▸ **PAGE TEXT**
* * *

Good morning journalists, and welcome to the rest of your life.
You may have spent the past year following one of the candidates day in and day out and only eating when a campaign break allowed you to get a quick bite. You may have spent most of your time in arenas, getting booed by protesters (and coping with how to stay safe on the campaign trail).
You may have been producing coverage in a newsroom and unable to take a break from the 24-hour-news cycle (like the American Psychological Association recommended earlier this year for the people overwhelmed by the election).
My socks don't match. There are holes in my sweater. And my pants are too tight. I need this campaign to end. pic.twitter.com/zFzHfxGrF3
— Katy Tur (@KatyTurNBC) November 5, 2016
You’re likely stressed, tired and full of adrenaline after months and months of covering one of the most vitriolic and polarizing campaigns in history.
Mysteriously my survival tactics are totally different: running, sour patch kids and a dream that someday I will sleep 8 hours again. https://t.co/Ciubv7p6YY
— Tamara Keith (@tamarakeithNPR) November 5, 2016
What do you do now? How do you de-campaign?
It might take a few months to recover, said Jill Shannahan, a psychiatrist who practices in Santa Cruz, California.
“Have you changed?” she asked. “When you finally walk in the front door, and have showered and slept and eaten and seen those who matter...is anything different? Who knows? It may take a while to know."
There are ways that you can and should be good to yourself over the next several weeks as you transition away from round-the-clock election coverage, Shannahan said. Here are her tips:
Do what feels good for you. If you’re unsure what that is, try watching videos that will make you feel good: “It might not be a bad idea to replay the Cubs winning — they’re all jumping in the air like children,” Shannahan said. “Unless you’re from Cleveland — then maybe stick with the NBA finals.”
Better yet, watch videos where journalists are the good guys: “Start with "The West Wing" and 'All the President’s Men,'” she said. “Those are movies where the journalists are the good guys, and you want to start to see yourself as the good guy again, particularly if you’ve been yelled at for several months.”
You might feel like this for a while: “The important thing to remember here is that your feelings aren’t going to change overnight,” Shannahan said. “This is chronic. Something doesn’t have to be life-threatening for it to affect you negatively. There may be things you looked so forward to doing after the campaign that are not commanding your full attention yet. Or you may be missing the buzz. That’s okay.”
Be around people you like: “Journalists are like military generals who have had many tours of duty — they know what they have to do,” Shannahan said. “But things might pop up. You might feel angry. And if stuff comes up, it’s not weird. It’s just that you’re coughing it back up again as you come back to yourself. Be good to yourself. Be around who you like. Some people may want to cook gourmet meals. Others may want to go to Hawaii, or veg on the couch. They should definitely try to take some time off. It largely depends on the person how they might need to recover from this.”

* * *

[Recorded data]
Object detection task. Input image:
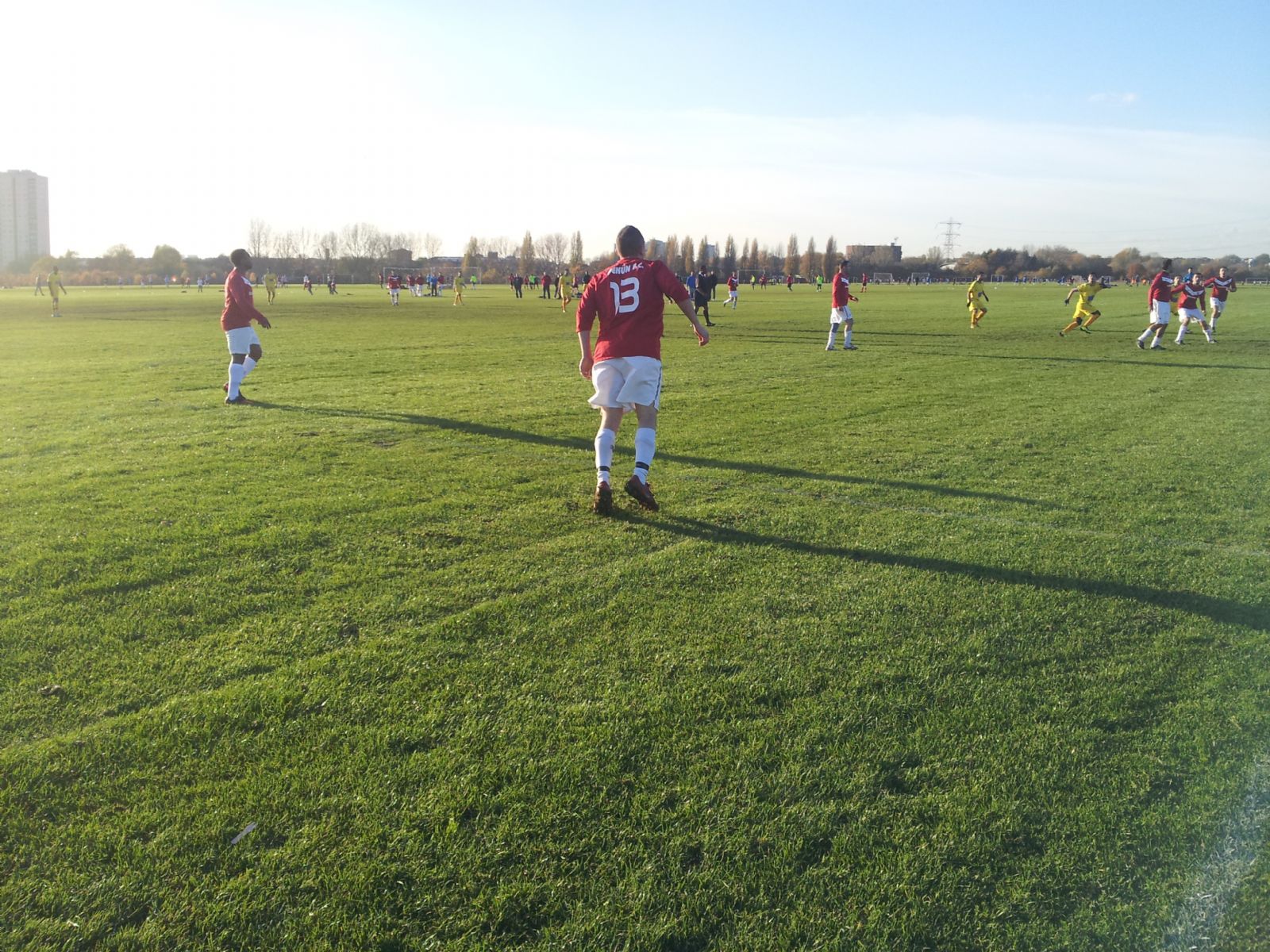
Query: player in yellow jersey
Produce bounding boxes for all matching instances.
[1058,274,1106,338]
[559,271,573,313]
[965,271,988,328]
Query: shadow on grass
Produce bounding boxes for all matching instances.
[252,400,1062,509]
[640,512,1270,631]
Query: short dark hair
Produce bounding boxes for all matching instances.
[618,225,644,258]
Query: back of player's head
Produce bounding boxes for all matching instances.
[618,225,644,258]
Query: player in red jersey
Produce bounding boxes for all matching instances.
[576,225,710,516]
[1204,268,1238,340]
[1173,274,1213,347]
[824,258,860,351]
[1138,258,1177,351]
[221,248,269,404]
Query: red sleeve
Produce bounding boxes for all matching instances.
[574,274,599,334]
[652,262,691,305]
[230,278,267,321]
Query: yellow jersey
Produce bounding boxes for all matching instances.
[1076,281,1103,309]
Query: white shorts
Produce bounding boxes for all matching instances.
[587,357,662,411]
[225,326,260,354]
[1177,307,1204,324]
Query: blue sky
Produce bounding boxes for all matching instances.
[7,0,1270,261]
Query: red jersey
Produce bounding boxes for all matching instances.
[576,258,688,363]
[1177,278,1204,311]
[1147,271,1177,301]
[832,271,855,307]
[221,268,265,330]
[1204,278,1238,301]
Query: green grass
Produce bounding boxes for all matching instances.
[0,279,1270,952]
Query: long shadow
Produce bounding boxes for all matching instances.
[244,400,1063,509]
[645,512,1270,631]
[957,354,1270,373]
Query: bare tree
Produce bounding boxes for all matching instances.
[537,231,569,268]
[246,218,271,258]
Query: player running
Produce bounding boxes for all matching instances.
[221,248,269,406]
[1138,258,1177,351]
[575,225,710,516]
[965,271,989,328]
[1173,274,1213,347]
[1058,274,1106,338]
[1204,268,1238,343]
[824,258,860,351]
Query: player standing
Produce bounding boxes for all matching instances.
[965,271,989,328]
[221,248,270,405]
[1138,258,1177,351]
[1204,268,1238,341]
[575,225,710,516]
[48,265,66,317]
[1058,274,1106,338]
[824,258,860,351]
[1173,274,1213,347]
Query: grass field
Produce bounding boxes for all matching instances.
[0,279,1270,952]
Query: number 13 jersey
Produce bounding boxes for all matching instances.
[576,258,688,363]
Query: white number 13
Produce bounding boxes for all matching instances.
[608,278,639,313]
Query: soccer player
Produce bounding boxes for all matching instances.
[560,271,573,313]
[1138,258,1177,351]
[1204,268,1238,343]
[1058,274,1106,338]
[1173,273,1213,347]
[221,248,270,405]
[824,258,860,351]
[692,265,714,328]
[965,271,988,328]
[575,225,710,516]
[48,265,66,317]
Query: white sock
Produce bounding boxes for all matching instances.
[595,427,618,486]
[635,427,656,482]
[229,363,246,400]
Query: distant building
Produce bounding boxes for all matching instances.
[847,243,904,264]
[0,169,48,268]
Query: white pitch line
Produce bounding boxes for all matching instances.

* * *

▸ **TASKS TO CARRY OUT**
A - Write out the part of the article about journalists after the campaign starting with "You may have been" and going on through "campaigns in history.".
B - Pick out each line of the records that contains the word "number".
The article and the records are unrelated to each other.

▸ **RESULTS FOR EACH TASK**
A -
You may have been producing coverage in a newsroom and unable to take a break from the 24-hour-news cycle (like the American Psychological Association recommended earlier this year for the people overwhelmed by the election).
My socks don't match. There are holes in my sweater. And my pants are too tight. I need this campaign to end. pic.twitter.com/zFzHfxGrF3
— Katy Tur (@KatyTurNBC) November 5, 2016
You’re likely stressed, tired and full of adrenaline after months and months of covering one of the most vitriolic and polarizing campaigns in history.

B -
Query: number 13 jersey
Query: white number 13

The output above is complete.